■ **EXTRAIT DU TEXTE**
«  J’aimerais qu’il reste quelque chose  », c’est la phrase que prononce une donatrice sans descendant qui vient déposer des documents personnels relatifs à la Shoah dont elle est en possession et qui n’a personne à qui les laisser.

Cinéma : J'aimerais qu'il reste quelque chose
Cinéma : J’aimerais qu’il reste quelque chose

Chaque semaine, une équipe de bénévoles du Mémorial de la Shoah à Paris recueille les témoignages et collecte les archives personnelles des anciens déportés encore vivants et de leurs familles, en possession de documents de toutes sortes. Des vestiges qui peuvent être des photographies, des lettres et des objets de toutes sortes.

Ces objets comme ils apparaissent dans le film : un brassard de fabrication artisanale avec une étoile juive griffonnée, une boite à cigarettes ou un porte-plume fabriqués avec des matériaux de fortune, travaux de marqueterie émouvants.

C’est entre mars et mai 2012, le départ de Sarkozy, l’avènement de Hollande, l’affaire Merah, massacre prémonitoire des drames suivants de Charlie Hebdo, l’Hyper Casher, le Bataclan, Nice, que Ludovic Cantais a commencé à ressentir la nécessité de la réalisation d’un film sur le travail peu connu des bénévoles du Mémorial de la Shoah.

A cette époque, le réalisateur travaillait en tant que documentaliste pour le Mémorial, sur le préparation de l’exposition «  Les enfants dans le Shoah  ».

Son travail consistait alors à négocier les droits d’auteurs et de représentation de plus de 300 archives et documents.

C’est là qu’il découvre que tous les mardis après-midi, des bénévoles accueillent des familles juives qui souhaitent faire don de leurs archives personnelles.

■ **Entrées enregistrées**
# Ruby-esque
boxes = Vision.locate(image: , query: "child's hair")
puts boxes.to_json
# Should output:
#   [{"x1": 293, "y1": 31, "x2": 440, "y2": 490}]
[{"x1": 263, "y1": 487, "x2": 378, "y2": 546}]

==

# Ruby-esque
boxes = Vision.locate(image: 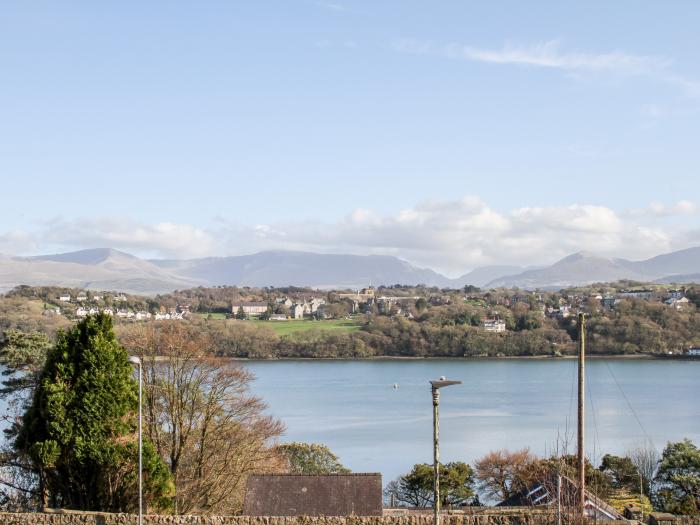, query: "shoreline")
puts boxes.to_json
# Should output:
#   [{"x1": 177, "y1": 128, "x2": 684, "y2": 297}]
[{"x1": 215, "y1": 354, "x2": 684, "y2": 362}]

■ **CONSIGNE**
Poursuivez le texte sur le film consacré aux bénévoles du Mémorial de la Shoah à la suite de sa dernière phrase.

■ **RÉSULTAT ATTENDU**
Le déclic final s’est produit chez Ludovic Cantais lorsqu’il a assisté pour la première fois aux entretiens ; et ces moments lui ont insufflé assez d’énergie et d’enthousiasme pour réaliser ce film.

C’était devenu très vite une nécessité d’immortaliser ces moments fragiles et fugaces quand un document de famille passe du domaine de l’intime à celui de l’institutionnel et du collectif.

Ludovic Cantais filme ces moments avec une caméra qui s’attache avec autant d’attention à ceux qui donnent qu’à ceux qui reçoivent, ceux qui racontent qu’à ceux qui écoutent.

Et ce double point de vue donne une dimension particulière et souvent un caractère poignant aux séquences des collectages.

De cette façon, le film qui offre à voir des moments émouvants, quelquefois bouleversants tant avec ceux qui maîtrisent leur émotion qu’avec ceux qui l’expriment quand l’émotion les submerge. Mais le déroulement de ces séances peuvent être émaillés de moments d’une spontanéité savoureuse, drôles dont la mise en scène fait des îlots de détente.

« J’aimerais qu’il reste quelque chose » n’est pas un film d’histoire sur la Shoah. Il n’est pas un film d’historien mais bien un film sur la mémoire qui opte pour un dispositif minimaliste ou rien n’est jamais démonstratif.

Ici, c’est l’immédiateté de la mémoire qui est au rendez-vous, c’est sa mise à nu et l’histoire sert de garde-fou à la mémoire en tempérant la vivacité qui découle de cette immédiateté, en offrant une mise en perspective qui donne leur sens aux photographies, aux lettres et à tous les objets rescapés de Pithiviers.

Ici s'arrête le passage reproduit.